**Task to complete:**
Reproduce every record below exactly as written, leaving out any pictures.

**Material provided:**
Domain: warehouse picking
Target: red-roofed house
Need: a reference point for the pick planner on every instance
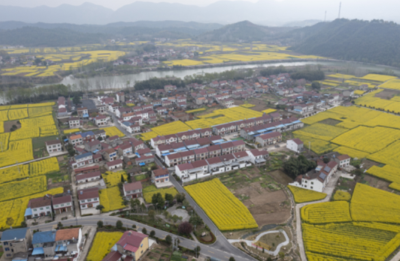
(160, 178)
(295, 145)
(133, 190)
(133, 244)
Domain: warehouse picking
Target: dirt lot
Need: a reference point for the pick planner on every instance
(9, 124)
(261, 193)
(387, 94)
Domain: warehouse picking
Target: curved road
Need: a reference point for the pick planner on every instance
(206, 250)
(222, 243)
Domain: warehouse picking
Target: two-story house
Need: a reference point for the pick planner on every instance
(102, 120)
(82, 160)
(53, 147)
(62, 204)
(16, 242)
(89, 200)
(133, 190)
(160, 177)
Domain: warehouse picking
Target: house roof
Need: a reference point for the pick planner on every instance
(87, 169)
(39, 202)
(297, 141)
(88, 193)
(44, 237)
(52, 142)
(270, 135)
(84, 155)
(88, 175)
(67, 234)
(10, 234)
(61, 200)
(131, 240)
(74, 137)
(133, 186)
(185, 166)
(160, 172)
(113, 163)
(343, 157)
(199, 163)
(112, 256)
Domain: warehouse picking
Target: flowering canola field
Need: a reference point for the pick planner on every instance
(224, 209)
(149, 191)
(113, 131)
(368, 229)
(102, 244)
(111, 199)
(15, 208)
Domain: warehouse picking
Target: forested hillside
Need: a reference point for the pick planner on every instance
(355, 40)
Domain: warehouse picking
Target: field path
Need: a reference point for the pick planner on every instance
(299, 232)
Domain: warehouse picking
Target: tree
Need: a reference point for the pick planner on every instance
(185, 228)
(195, 220)
(119, 224)
(100, 207)
(197, 250)
(151, 214)
(180, 197)
(316, 86)
(169, 198)
(168, 240)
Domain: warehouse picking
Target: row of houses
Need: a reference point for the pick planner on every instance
(216, 165)
(22, 244)
(48, 205)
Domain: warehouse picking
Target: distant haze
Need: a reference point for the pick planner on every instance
(267, 12)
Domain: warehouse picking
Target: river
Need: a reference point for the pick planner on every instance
(121, 81)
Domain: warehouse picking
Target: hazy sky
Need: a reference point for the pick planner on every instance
(113, 4)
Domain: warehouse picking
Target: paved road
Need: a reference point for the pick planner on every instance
(221, 243)
(109, 220)
(299, 232)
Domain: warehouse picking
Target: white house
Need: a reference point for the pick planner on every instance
(82, 160)
(295, 145)
(53, 147)
(102, 120)
(343, 160)
(318, 178)
(133, 190)
(89, 200)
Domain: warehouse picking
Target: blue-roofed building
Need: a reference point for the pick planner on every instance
(82, 160)
(318, 178)
(16, 242)
(44, 243)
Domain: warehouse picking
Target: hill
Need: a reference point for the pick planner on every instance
(33, 37)
(356, 40)
(243, 31)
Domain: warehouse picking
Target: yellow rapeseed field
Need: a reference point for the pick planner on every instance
(305, 195)
(102, 244)
(111, 199)
(113, 131)
(149, 191)
(22, 188)
(326, 212)
(341, 195)
(224, 209)
(15, 209)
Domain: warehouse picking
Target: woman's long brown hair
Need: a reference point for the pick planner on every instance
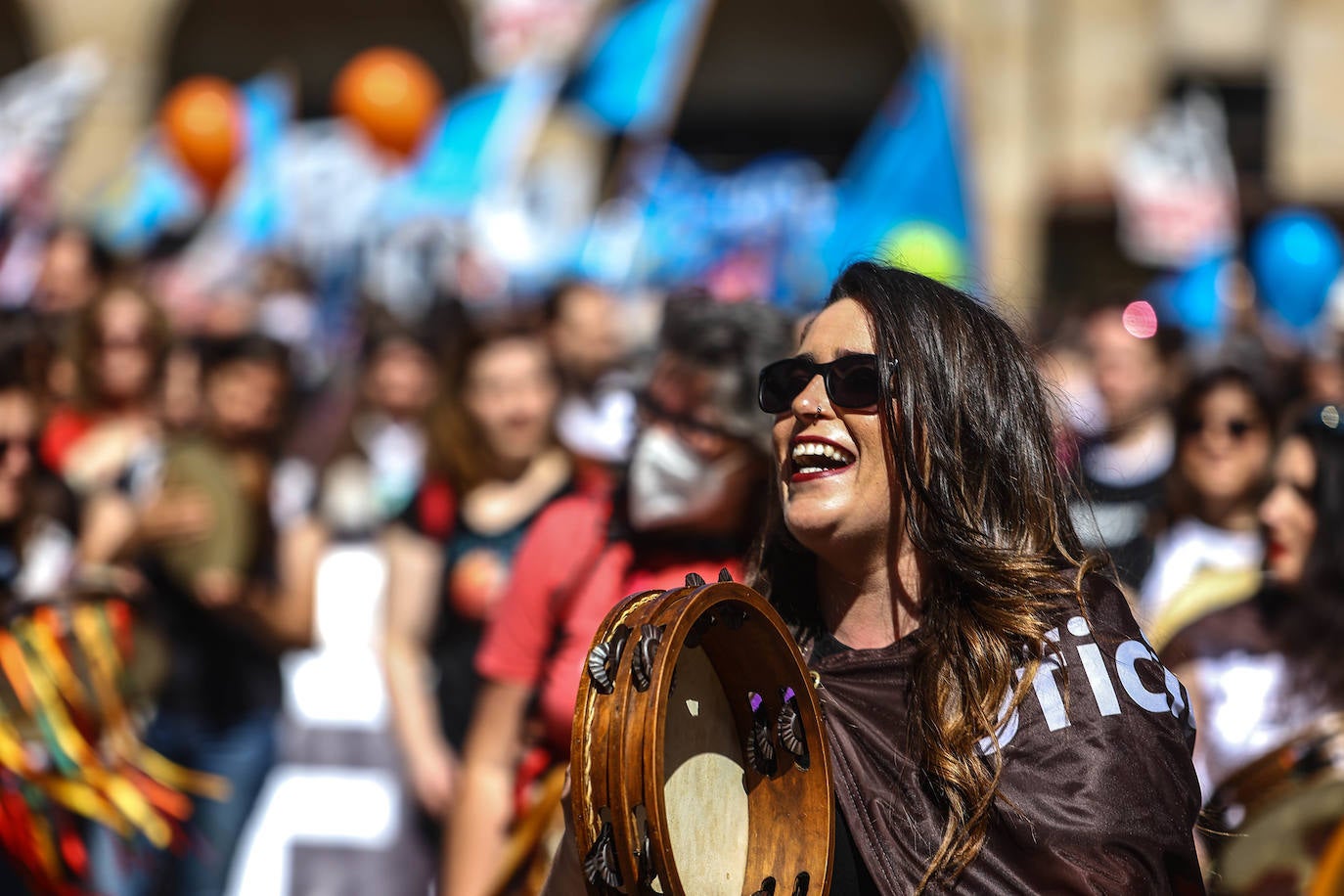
(455, 443)
(972, 463)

**Exercise solution:**
Domain: warehouse picking
Target: red-roofed house
Need: a reference point for the pick planner on every instance
(160, 178)
(295, 145)
(133, 190)
(133, 244)
Domain: warehouse picking
Target: dirt lot
Need: a reference point for the pick planner on every instance
(9, 124)
(261, 193)
(387, 94)
Domain: warehouse picking
Target: curved road
Need: a reference point for the pick planner on every instance
(206, 250)
(222, 243)
Domain: warehouse picking
Target: two-story house
Need: a reference point for the pick planner on every instance
(102, 120)
(82, 160)
(53, 147)
(62, 204)
(16, 242)
(89, 200)
(133, 190)
(160, 177)
Domain: warehouse picking
Target: house roof
Need: a reference point for the pick planner on every instance
(87, 169)
(39, 202)
(297, 141)
(88, 193)
(44, 237)
(52, 142)
(270, 135)
(84, 155)
(88, 175)
(67, 234)
(10, 234)
(61, 200)
(131, 240)
(74, 137)
(133, 186)
(185, 166)
(160, 172)
(113, 163)
(343, 157)
(199, 163)
(112, 256)
Domain: warehouse picking
Target: flowering canola field
Need: a reference point for the pick planner on every instance
(224, 209)
(149, 191)
(113, 131)
(368, 229)
(102, 244)
(111, 199)
(15, 208)
Domain: warehouse picking
Target: forested hillside
Need: a reference point for the pick planner on every instance
(355, 40)
Domain: warehouse picking
Target: field path
Need: a reference point for the pick planner on every instance
(299, 232)
Domain: warehouse picking
Target: tree
Need: a reference point for the pick planner on every instance
(185, 228)
(195, 220)
(119, 224)
(100, 207)
(197, 250)
(151, 214)
(180, 197)
(316, 86)
(169, 198)
(168, 240)
Domain: warehouse picking
Target: row of houses
Need: a reference point for the pick planner on every instance
(216, 165)
(22, 244)
(48, 205)
Domain: warehouse picking
Target: distant haze
Need: a reference point for the pick planner on every instance
(267, 12)
Domain: warehouse picking
Target: river
Need: a reference point for the pick planner on every instance
(121, 81)
Domain: warehouse picking
Target: hazy sky
Need: a reference point for the pick planner on every instance
(113, 4)
Domain: warehouse picking
Target: paved road
Need: a reference point for the pick planner on every instance
(221, 243)
(109, 220)
(299, 232)
Domain: warehouse picking
Target: white house
Need: a reference point for the pick planner on every instance
(82, 160)
(295, 145)
(53, 147)
(102, 120)
(343, 160)
(318, 178)
(133, 190)
(89, 200)
Domain: warehouse picking
Target: blue-roofed building
Need: a reference point for the pick planner on every instance
(82, 160)
(318, 178)
(16, 242)
(44, 243)
Domain: warehouse picking
Target: hill
Need: a reference point for the pick planner on every instance
(33, 37)
(356, 40)
(243, 31)
Domain: warehouse picking
Target: yellow rapeseed field
Need: a reference point for the pick planner on every instance
(305, 195)
(102, 244)
(111, 199)
(113, 131)
(149, 191)
(22, 188)
(326, 212)
(341, 195)
(224, 209)
(15, 209)
Domain: warehouse picking
Target: woman's long brown hair
Need: a reference point for the pick planner on every instance
(455, 443)
(972, 463)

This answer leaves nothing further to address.